== Job A ==
List every line of the records below that contains the string "Trace".

== Reading text ==
▽
Introduce `optuna.artifacts` to the PyTorch checkpoint example #280

kAIto47802 · 2024-09-24T08:59:39Z

Motivation

Currently, the PyTorch checkpoint example is using local file system to save and manage checkpoints, not yet reflecting the recent optuna.artifacts functionalities.

Description of the changes

Introduced optuna.artifacts.
Removed the use of local file system.

HideakiImamura · 2024-09-30T09:42:04Z

@nabenabe0928 Could you review this PR?

github-actions · 2024-10-07T23:04:13Z

This pull request has not seen any recent activity.

not522

Thank you for your PR! Could you check my comments?

pytorch/pytorch_checkpoint.py

not522 · 2024-10-09T02:38:38Z

pytorch/pytorch_checkpoint.py

-        checkpoint = torch.load(checkpoint_path)
+    if trial_number is not None:
+        study = optuna.load_study(study_name="pytorch_checkpoint", storage="sqlite:///example.db")
+        artifact_id = study.trials[trial_number].user_attrs["artifact_id"]


If the process is terminated before the first checkpoint, the artifact will not be saved, so check if it exists.

not522 · 2024-10-09T02:52:02Z

pytorch/pytorch_checkpoint.py

                "accuracy": accuracy,
            },
-            tmp_checkpoint_path,
+            "./tmp_model.pt",


Could you change the path of checkpoint for each trial? If we run this script with multi-process, the saved models can be broken by other processes.

github-actions · 2024-10-17T23:04:47Z

This pull request has not seen any recent activity.

Co-authored-by: Naoto Mizuno <[email protected]>

not522 · 2024-10-22T05:57:33Z

retried_trial_number returns the first trial's number in the retry history, so we should check the entire retry history. For example, running the following command can check the behavior.

timeout 5 python pytorch_checkpoint.py

The fix could be like this.
△
== Job B ==
Update the stretch of the pull request thread above from "HideakiImamura · 2024-09-30T09:42:04Z" through "check my comments?", giving it again with "comments" replaced by "suggestions".

Stored data
▽
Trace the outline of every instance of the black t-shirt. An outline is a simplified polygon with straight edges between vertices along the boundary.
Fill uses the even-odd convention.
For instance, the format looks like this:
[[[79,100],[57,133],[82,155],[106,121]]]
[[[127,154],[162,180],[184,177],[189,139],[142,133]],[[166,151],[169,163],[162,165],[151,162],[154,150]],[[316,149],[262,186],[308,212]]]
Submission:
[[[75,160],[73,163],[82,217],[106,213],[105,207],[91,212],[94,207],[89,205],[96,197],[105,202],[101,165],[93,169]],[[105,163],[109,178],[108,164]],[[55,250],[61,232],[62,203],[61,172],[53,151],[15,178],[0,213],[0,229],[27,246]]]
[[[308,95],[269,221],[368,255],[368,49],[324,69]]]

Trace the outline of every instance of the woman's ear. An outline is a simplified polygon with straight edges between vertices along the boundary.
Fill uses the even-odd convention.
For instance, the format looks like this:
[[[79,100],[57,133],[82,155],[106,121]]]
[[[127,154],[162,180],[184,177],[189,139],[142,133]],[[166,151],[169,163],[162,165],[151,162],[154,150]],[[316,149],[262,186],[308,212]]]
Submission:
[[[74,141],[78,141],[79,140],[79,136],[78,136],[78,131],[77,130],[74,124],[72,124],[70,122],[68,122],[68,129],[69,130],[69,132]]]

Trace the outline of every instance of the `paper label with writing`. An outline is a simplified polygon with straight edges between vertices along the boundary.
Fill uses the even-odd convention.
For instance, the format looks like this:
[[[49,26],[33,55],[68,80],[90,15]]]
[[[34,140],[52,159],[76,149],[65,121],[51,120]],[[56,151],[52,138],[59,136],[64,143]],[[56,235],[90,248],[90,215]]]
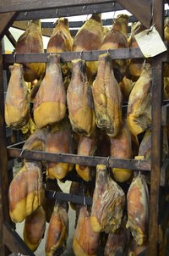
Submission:
[[[154,57],[166,51],[155,26],[135,35],[135,40],[145,58]]]

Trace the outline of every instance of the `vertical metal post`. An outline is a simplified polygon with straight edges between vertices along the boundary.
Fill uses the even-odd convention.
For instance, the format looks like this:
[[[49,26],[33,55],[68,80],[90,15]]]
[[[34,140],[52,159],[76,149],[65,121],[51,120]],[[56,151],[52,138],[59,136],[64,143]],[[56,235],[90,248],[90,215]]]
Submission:
[[[3,222],[9,221],[8,214],[8,177],[7,170],[6,131],[4,121],[4,95],[3,79],[2,42],[0,41],[0,256],[5,255],[3,244]]]
[[[153,23],[163,38],[163,0],[153,2]],[[152,136],[150,202],[149,216],[149,255],[158,255],[158,214],[161,168],[162,160],[161,106],[163,100],[163,68],[161,55],[152,59]]]

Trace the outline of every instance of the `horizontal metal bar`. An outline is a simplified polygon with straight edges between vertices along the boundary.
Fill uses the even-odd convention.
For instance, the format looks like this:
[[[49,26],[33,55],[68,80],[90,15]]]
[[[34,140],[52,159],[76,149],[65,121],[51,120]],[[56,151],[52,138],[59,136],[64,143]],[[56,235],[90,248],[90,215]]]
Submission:
[[[130,169],[135,170],[150,170],[150,164],[144,160],[119,159],[105,157],[89,157],[69,153],[52,153],[42,151],[22,151],[20,148],[7,147],[9,157],[26,159],[29,160],[46,161],[51,163],[71,163],[81,165],[96,166],[104,164],[113,168]]]
[[[167,46],[167,43],[165,42]],[[109,49],[109,53],[112,59],[128,59],[128,58],[144,58],[139,47],[136,48],[122,48],[122,49]],[[98,60],[101,54],[106,53],[107,51],[85,51],[85,52],[65,52],[57,53],[60,55],[61,62],[68,62],[73,59],[82,58],[86,61]],[[7,65],[13,63],[41,63],[46,62],[47,56],[50,53],[26,53],[26,54],[3,54],[3,64]],[[161,53],[162,60],[168,61],[168,53]],[[4,67],[5,68],[5,67]]]
[[[87,6],[90,4],[100,4],[113,3],[115,0],[1,0],[0,1],[0,13],[6,12],[23,12],[28,10],[46,10],[52,8],[76,8],[77,6]],[[42,12],[41,12],[42,13]],[[80,14],[79,14],[80,15]]]
[[[67,201],[76,204],[84,204],[84,197],[52,190],[46,190],[46,197],[47,198],[55,198],[57,200]],[[87,205],[92,205],[92,198],[90,197],[85,197],[85,203]]]
[[[13,253],[35,256],[19,234],[6,222],[3,224],[3,242]]]
[[[108,4],[110,5],[110,3],[108,3]],[[104,6],[106,4],[104,4]],[[20,14],[19,14],[19,16],[16,18],[15,20],[19,20],[19,19]],[[165,10],[165,17],[168,17],[168,16],[169,16],[169,10]],[[26,17],[26,16],[25,15],[25,17]],[[55,16],[55,18],[56,18],[56,16]],[[130,22],[133,23],[133,22],[136,22],[136,21],[138,21],[138,20],[134,15],[129,16],[129,20],[128,20],[129,23]],[[85,23],[85,21],[69,21],[69,28],[81,27],[84,23]],[[103,25],[112,25],[112,23],[113,23],[113,19],[102,19]],[[55,24],[53,22],[41,22],[41,28],[54,28],[54,27],[55,27]]]
[[[47,9],[45,12],[41,11],[28,11],[21,12],[16,20],[30,20],[37,19],[47,19],[47,18],[59,18],[59,17],[69,17],[76,15],[84,15],[95,13],[106,13],[112,11],[123,10],[118,3],[101,3],[100,4],[90,4],[68,8],[53,8],[52,9]]]
[[[106,53],[107,51],[86,51],[86,52],[66,52],[58,53],[62,62],[71,61],[73,59],[83,58],[87,61],[98,60],[101,54]],[[125,59],[125,58],[144,58],[139,47],[137,48],[123,48],[116,50],[109,50],[112,59]],[[27,53],[27,54],[3,54],[3,64],[13,63],[31,63],[31,62],[46,62],[47,56],[50,53]]]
△
== Correct response A ==
Trace the outline of every instance of the black t-shirt. An outline is a simplified polygon with straight edges between vertices along the boundary.
Trace the outline of every instance of the woman's ear. An outline is a simplified polygon with straight edges between vertices along the boundary.
Trace the outline of every instance of the `paper label with writing`. An outline is a simplified polygon with straight edges between vertices along the boundary.
Trace the outline of every instance of the `vertical metal post`. An outline is a simplified polygon with straight edges between vertices along the boundary.
Trace the outline of every instance of the `horizontal metal bar`. An outline is a simplified polygon with straight edges between vertices along the boundary.

== Correct response B ==
HideakiImamura · 2024-09-30T09:42:04Z

@nabenabe0928 Could you review this PR?

github-actions · 2024-10-07T23:04:13Z

This pull request has not seen any recent activity.

not522

Thank you for your PR! Could you check my suggestions?